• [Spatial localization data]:

---------------

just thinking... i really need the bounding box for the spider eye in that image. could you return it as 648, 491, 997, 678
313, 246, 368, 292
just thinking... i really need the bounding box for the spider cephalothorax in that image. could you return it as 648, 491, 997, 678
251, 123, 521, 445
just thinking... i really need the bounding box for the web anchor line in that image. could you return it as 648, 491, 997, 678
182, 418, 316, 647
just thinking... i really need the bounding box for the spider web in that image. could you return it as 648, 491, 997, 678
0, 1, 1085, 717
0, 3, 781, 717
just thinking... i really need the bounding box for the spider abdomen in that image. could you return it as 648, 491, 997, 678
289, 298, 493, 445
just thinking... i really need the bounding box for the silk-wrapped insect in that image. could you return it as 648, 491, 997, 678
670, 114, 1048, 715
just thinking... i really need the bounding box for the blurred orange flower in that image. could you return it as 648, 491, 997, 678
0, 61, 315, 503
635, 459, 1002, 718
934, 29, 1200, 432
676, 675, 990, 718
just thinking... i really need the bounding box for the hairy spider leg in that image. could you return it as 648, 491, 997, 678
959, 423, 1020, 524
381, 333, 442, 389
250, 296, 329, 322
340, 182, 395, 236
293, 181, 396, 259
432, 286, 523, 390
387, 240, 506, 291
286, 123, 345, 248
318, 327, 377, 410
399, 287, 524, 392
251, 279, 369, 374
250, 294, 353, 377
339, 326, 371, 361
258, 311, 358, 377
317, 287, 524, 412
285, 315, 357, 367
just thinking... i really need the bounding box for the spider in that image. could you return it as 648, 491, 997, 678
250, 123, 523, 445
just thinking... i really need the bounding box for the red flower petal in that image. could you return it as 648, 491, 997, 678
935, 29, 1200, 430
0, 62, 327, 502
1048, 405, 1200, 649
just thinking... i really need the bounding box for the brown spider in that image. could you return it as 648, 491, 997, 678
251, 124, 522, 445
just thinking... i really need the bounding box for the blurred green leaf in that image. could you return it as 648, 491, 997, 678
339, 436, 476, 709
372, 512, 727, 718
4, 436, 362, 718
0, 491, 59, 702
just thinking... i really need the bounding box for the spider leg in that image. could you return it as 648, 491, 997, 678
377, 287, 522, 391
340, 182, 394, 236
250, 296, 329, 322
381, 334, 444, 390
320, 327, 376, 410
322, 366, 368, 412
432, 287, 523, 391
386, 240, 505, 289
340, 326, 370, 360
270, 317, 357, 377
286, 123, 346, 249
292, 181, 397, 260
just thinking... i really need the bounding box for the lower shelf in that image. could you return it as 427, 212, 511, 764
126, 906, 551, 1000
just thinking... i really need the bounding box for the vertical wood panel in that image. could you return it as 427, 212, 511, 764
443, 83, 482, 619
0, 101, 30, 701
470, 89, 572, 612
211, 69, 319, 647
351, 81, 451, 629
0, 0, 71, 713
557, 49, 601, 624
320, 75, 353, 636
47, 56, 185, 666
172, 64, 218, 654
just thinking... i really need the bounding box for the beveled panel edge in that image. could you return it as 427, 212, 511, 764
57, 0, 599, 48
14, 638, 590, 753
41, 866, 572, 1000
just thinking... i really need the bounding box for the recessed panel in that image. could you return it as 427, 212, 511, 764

---------------

What you return should be the records above, repeated exactly.

just thinking... i really need the bounding box for the spider eye in that image. could you return it as 648, 491, 997, 678
313, 246, 368, 292
just thinking... i really need the bounding box for the spider cephalothorax in that image. could you return it as 648, 491, 997, 678
251, 123, 521, 445
just thinking... i really need the bounding box for the web anchor line in that image. could you return it as 648, 491, 997, 678
182, 418, 316, 647
just thinking... i really need the bounding box for the spider web in that image. could you return it as 648, 491, 997, 678
0, 1, 1085, 717
0, 3, 781, 717
just thinking... i really need the bounding box for the spider abdomen in that image. could you return it as 648, 491, 997, 678
289, 298, 493, 445
just thinking... i really need the bounding box for the silk-wrapped insect in that image. could you return it as 648, 491, 997, 678
670, 114, 1048, 715
just thinking... i really need the bounding box for the blurred orange flower in that image. could you return it as 648, 491, 997, 678
0, 61, 315, 503
635, 459, 1002, 718
934, 29, 1200, 432
676, 675, 990, 718
just thinking... i really need the bounding box for the hairy spider leg in that image. could you return it as 648, 491, 997, 678
959, 423, 1020, 524
381, 333, 442, 389
250, 296, 329, 322
340, 182, 395, 236
293, 181, 396, 259
432, 286, 523, 390
387, 240, 506, 291
286, 123, 345, 248
318, 327, 377, 410
399, 287, 524, 392
251, 279, 369, 374
250, 294, 353, 377
339, 326, 371, 361
258, 311, 358, 377
317, 287, 524, 412
285, 315, 357, 367
just thinking... i really need the bounding box for the spider in that image. could you return it as 648, 491, 997, 678
250, 123, 523, 445
just thinking... i really need the bounding box for the red flower petal in that image. could you return it as 648, 491, 997, 678
935, 29, 1200, 430
0, 62, 327, 502
1048, 405, 1200, 649
just thinking... i really need the bounding box for the brown spider in that image. could you return it as 648, 491, 997, 678
251, 124, 522, 445
just thinking... i really need the bounding box for the blurred green leaf in that image. could you return it as 648, 491, 997, 678
339, 436, 476, 709
372, 512, 727, 718
4, 436, 362, 718
0, 491, 59, 702
just thinking... i really need the bounding box for the spider leg in that image. could you return it as 648, 491, 997, 678
377, 287, 522, 391
340, 182, 394, 236
250, 296, 329, 322
381, 334, 444, 390
320, 327, 376, 410
322, 366, 368, 412
432, 287, 523, 391
386, 240, 505, 289
340, 326, 370, 360
270, 317, 357, 377
286, 123, 346, 249
292, 181, 397, 260
just thinking... i really need the bounding box for the lower shelf in that image. could you return it as 427, 212, 511, 764
126, 906, 551, 1000
just thinking... i really need the bounding box for the vertical wood panel in that image. could you return it as 427, 212, 511, 764
443, 83, 482, 619
0, 101, 30, 701
470, 89, 572, 612
211, 69, 319, 647
351, 81, 451, 629
0, 0, 71, 713
557, 49, 601, 624
320, 75, 353, 636
47, 56, 185, 666
172, 64, 218, 654
just thinking... i really need the bounding box for the beveled panel edge in that image. could you return it as 427, 212, 511, 764
57, 0, 599, 48
14, 638, 590, 753
41, 866, 572, 1000
just thinking... i really need the bounding box for the recessed panel in that image. could you return it as 427, 212, 511, 764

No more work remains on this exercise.